* START SOURCE DOCUMENT *

Some folks are making an argument though that they want to be able to trace routes back to a leaf using AS_PATH which obviously won't be too easy if every leaf has the same AS (though I would think the server subnets below it would help with that, but whatever). So in that situation as a happy medium it looks like another option would be to use a different AS for each rack (singe leaf or dual-leaf via MLAG).  That destroys bgp listen at the spine though, BUT there may be a fix coming down the road to allow the use of the command with multiple ASNs - which would help alleviate that.
Engineer by day, DJ by night, family first always

Otanx

Could you have each leaf prepend a different AS. So each leaf would be the same AS, but prepend a different AS? So something like

Leaf 1

router bgp 65001
neighbor 10.1.0.2 remote-as 65200
neighbor 10.1.0.2 route-map prepend out
!
route-map prepend permit 10
set as-path prepend 65042


Leaf 2

router bgp 65001
neighbor 10.1.0.2 remote-as 65200
neighbor 10.1.0.2 route-map prepend out
!
route-map prepend permit 10
set as-path prepend 65043


That is just one line of difference for each leaf which isn't bad.

-Otanx

NetworkGroover

Quote from: Otanx on July 08, 2015, 09:07:44 AM
Could you have each leaf prepend a different AS. So each leaf would be the same AS, but prepend a different AS? So something like

Leaf 1

router bgp 65001
neighbor 10.1.0.2 remote-as 65200
neighbor 10.1.0.2 route-map prepend out
!
route-map prepend permit 10
set as-path prepend 65042


Leaf 2

router bgp 65001
neighbor 10.1.0.2 remote-as 65200
neighbor 10.1.0.2 route-map prepend out
!
route-map prepend permit 10
set as-path prepend 65043


That is just one line of difference for each leaf which isn't bad.

-Otanx

Hmmm. Maybe? I don't see why not... allowas-in should still work I think. Eats up more ASNs which some people don't like and it's a little clunky but may get the job done.  I'll play with it.
Engineer by day, DJ by night, family first always

Otanx

If you want to trace to a leaf with AS_PATH then this gives you the simplified config, and only uses one more ASN than you would have anyway. If you don't care about tracing using AS_PATH then don't use the prepend.

-Otanx



NetworkGroover

Quote from: Otanx on July 08, 2015, 01:04:55 PM
If you want to trace to a leaf with AS_PATH then this gives you the simplified config, and only uses one more ASN than you would have anyway. If you don't care about tracing using AS_PATH then don't use the prepend.

-Otanx

Oh, I was in no way knocking it.  Completely agree.

* END SOURCE DOCUMENT *

• **TASKS TO PERFORM**:
**A)** List every AS number that appears in Otanx's example leaf configuration in the BGP forum thread.
**B)** In the BGP forum thread, what does using a different AS for each rack break at the spine?
**C)** Carry the BGP forum thread on from its final post.
These lines have no connection to the BGP forum thread above.

* START MATERIAL PROVIDED *

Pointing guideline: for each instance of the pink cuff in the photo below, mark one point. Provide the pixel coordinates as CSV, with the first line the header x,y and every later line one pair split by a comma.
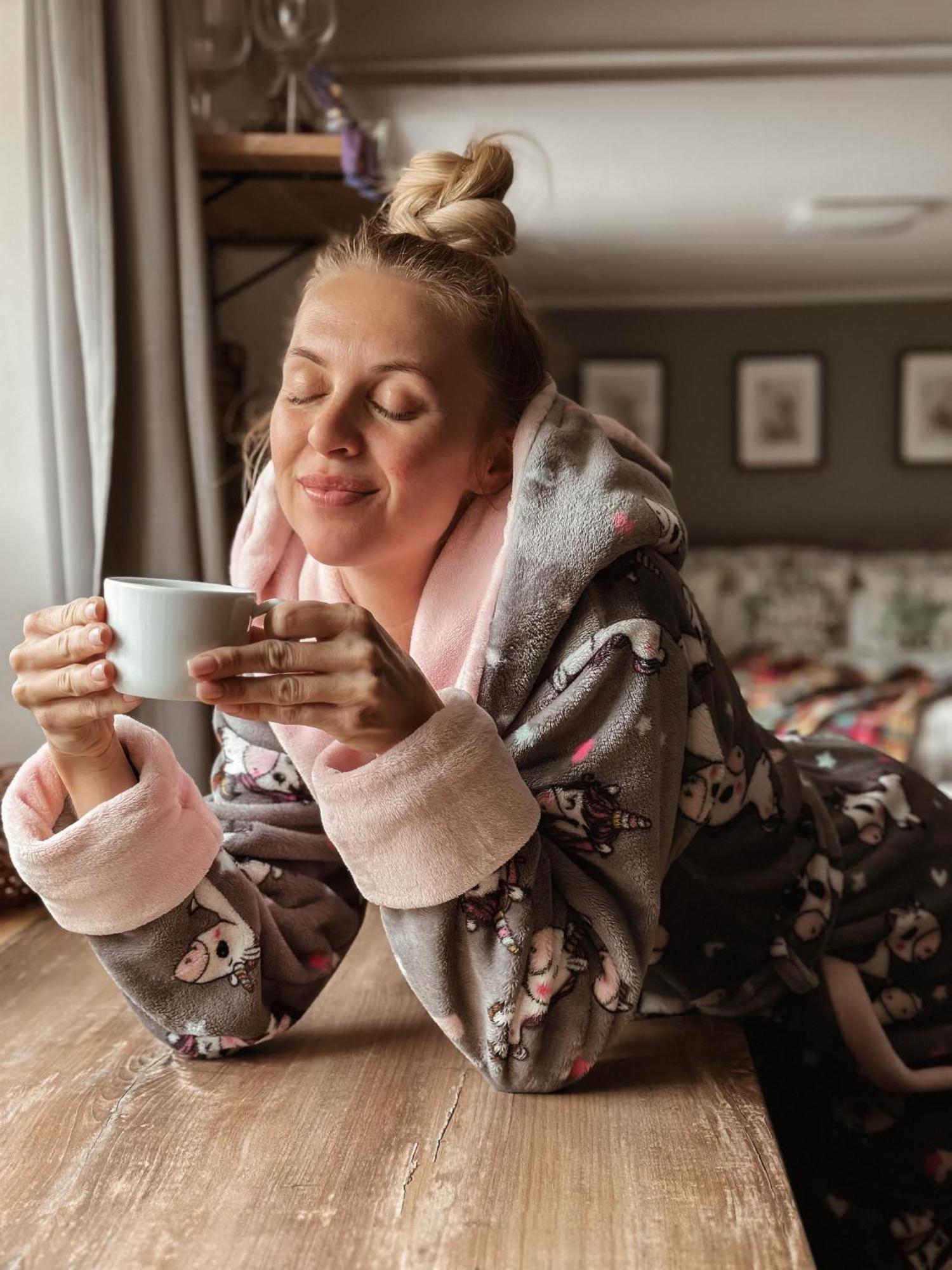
x,y
128,860
431,817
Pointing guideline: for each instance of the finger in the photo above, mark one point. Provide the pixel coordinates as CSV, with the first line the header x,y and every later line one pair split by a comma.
x,y
68,713
295,693
67,681
58,618
65,647
299,641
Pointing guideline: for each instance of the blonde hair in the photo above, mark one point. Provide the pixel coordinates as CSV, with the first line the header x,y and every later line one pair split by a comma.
x,y
441,225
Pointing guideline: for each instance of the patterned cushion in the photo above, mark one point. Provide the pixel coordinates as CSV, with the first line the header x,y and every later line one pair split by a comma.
x,y
788,599
903,610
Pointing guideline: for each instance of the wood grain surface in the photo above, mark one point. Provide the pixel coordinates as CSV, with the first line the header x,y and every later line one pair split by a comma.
x,y
364,1139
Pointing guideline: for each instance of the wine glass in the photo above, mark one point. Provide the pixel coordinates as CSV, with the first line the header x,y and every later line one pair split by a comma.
x,y
296,32
218,43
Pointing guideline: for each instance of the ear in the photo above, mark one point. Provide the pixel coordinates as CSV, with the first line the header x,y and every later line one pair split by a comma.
x,y
499,472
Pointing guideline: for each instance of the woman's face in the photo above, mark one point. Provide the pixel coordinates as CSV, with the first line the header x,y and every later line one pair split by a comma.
x,y
379,388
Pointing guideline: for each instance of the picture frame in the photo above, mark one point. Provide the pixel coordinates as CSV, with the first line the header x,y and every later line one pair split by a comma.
x,y
925,407
780,411
633,392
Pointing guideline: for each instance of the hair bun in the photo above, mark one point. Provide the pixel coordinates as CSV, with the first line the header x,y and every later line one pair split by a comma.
x,y
456,199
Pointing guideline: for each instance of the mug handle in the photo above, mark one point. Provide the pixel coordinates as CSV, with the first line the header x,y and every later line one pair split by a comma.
x,y
265,606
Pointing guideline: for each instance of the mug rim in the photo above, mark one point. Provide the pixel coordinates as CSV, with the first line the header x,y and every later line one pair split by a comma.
x,y
181,585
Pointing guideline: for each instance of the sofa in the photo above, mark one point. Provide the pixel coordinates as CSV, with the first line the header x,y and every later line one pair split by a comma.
x,y
857,643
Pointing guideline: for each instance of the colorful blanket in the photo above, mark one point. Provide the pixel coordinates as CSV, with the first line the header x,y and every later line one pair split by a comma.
x,y
805,695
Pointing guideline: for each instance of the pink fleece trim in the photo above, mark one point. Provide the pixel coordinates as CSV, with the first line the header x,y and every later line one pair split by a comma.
x,y
128,860
435,815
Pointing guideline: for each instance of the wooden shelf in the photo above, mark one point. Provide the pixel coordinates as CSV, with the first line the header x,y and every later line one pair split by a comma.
x,y
270,153
277,187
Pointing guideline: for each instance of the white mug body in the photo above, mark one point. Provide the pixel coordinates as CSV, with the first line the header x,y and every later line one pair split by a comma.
x,y
161,624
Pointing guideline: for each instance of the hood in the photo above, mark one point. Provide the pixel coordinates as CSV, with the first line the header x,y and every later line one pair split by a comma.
x,y
585,491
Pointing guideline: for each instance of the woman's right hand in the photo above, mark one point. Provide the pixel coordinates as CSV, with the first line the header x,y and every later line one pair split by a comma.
x,y
64,678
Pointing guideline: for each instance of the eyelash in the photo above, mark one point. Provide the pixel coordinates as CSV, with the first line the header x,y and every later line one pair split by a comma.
x,y
389,415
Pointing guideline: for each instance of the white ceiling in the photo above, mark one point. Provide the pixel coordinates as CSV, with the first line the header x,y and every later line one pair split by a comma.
x,y
670,192
668,184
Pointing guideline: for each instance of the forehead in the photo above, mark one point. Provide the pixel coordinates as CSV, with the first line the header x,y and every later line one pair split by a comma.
x,y
375,312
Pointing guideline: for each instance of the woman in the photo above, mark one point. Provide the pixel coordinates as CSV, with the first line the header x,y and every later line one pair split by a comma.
x,y
491,705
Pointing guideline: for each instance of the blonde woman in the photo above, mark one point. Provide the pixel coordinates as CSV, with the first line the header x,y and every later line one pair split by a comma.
x,y
491,705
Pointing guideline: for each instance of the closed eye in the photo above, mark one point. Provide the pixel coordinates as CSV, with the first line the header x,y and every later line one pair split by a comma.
x,y
389,415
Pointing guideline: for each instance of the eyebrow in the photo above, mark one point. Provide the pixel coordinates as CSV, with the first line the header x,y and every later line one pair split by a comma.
x,y
381,366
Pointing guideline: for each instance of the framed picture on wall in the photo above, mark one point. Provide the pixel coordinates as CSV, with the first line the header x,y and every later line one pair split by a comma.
x,y
925,408
630,391
779,411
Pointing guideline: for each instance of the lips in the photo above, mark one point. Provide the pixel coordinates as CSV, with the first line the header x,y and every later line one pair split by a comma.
x,y
332,483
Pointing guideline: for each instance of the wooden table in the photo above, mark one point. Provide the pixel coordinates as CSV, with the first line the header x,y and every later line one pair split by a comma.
x,y
364,1139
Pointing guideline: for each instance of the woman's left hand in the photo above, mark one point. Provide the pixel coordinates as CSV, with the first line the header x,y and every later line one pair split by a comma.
x,y
354,683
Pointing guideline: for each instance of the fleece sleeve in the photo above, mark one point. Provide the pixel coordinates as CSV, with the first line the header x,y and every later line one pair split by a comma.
x,y
520,876
220,918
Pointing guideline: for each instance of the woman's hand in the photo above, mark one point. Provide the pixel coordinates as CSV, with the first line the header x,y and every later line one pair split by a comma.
x,y
354,681
65,679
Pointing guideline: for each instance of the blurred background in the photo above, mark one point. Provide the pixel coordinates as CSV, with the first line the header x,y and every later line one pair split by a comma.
x,y
734,224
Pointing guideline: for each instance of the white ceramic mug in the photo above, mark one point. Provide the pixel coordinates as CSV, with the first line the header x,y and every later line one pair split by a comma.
x,y
161,624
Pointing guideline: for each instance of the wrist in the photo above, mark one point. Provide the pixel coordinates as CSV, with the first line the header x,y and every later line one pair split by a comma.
x,y
95,779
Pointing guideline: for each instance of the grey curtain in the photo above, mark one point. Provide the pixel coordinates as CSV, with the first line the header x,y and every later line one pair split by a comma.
x,y
131,445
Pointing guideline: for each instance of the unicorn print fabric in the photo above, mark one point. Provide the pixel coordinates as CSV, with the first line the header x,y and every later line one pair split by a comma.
x,y
592,832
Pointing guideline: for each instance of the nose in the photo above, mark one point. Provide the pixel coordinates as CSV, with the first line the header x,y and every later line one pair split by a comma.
x,y
334,426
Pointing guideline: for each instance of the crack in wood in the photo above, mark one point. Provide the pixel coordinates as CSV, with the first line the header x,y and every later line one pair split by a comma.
x,y
450,1117
163,1061
414,1163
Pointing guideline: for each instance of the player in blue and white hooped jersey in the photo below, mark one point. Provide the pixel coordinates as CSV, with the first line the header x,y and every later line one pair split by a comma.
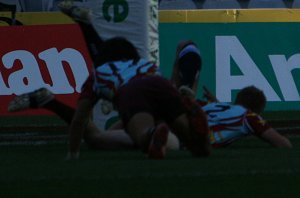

* END MATERIAL PROVIDED *

• **ANSWER LIST**:
**A)** 65001, 65200, 65042, 65043

**B)** It breaks bgp listen at the spine.

**C)**
Engineer by day, DJ by night, family first always

Otanx

Right, I am just suggesting you can make it an optional deployment option. If you want tracing add these two lines. If you don't leave them out.

-Otanx

NetworkGroover

Eeesh.  So my original paper is based off using a different AS at every leaf - even those that are MLAG'd together.

Just realized something... let's say I have a spine switch (SPINE1) connected to two leaf switches (LEAF1, LEAF2).  Both of the leaf switches are MLAG'd together and connected to the same server, advertising its subnet to the spine.

If the two leaf switches are in different ASs, does that create a routing loop?   I'm thinking LEAF1 advertises server subnet to SPINE1, and SPINE1 advertises it down to LEAF2 - will LEAF2 accept and add the route?  Need to test this... I feel like this a simple networking 101 concept I'm forgetting about... but if it's true, I don't even see that as a viable design option - to address it would require filtering, and why do that when you can just put the two leaf switches in the same AS and address the problem.
Engineer by day, DJ by night, family first always

NetworkGroover

Yeah... paper's getting a major overhaul.  Will let you guys know once the updates are finished if you're interested.
Engineer by day, DJ by night, family first always

NetworkGroover

Well, I think I'm about done with the paper.  It's had a major overhaul and I've finally been talked out of running eBGP between MLAG'd switches - mostly for ease of automation.  You can find the updated paper on my LinkedIn profile - it will not be officially published as pieces of it will be used in a more holistic design doc to be released at a future date.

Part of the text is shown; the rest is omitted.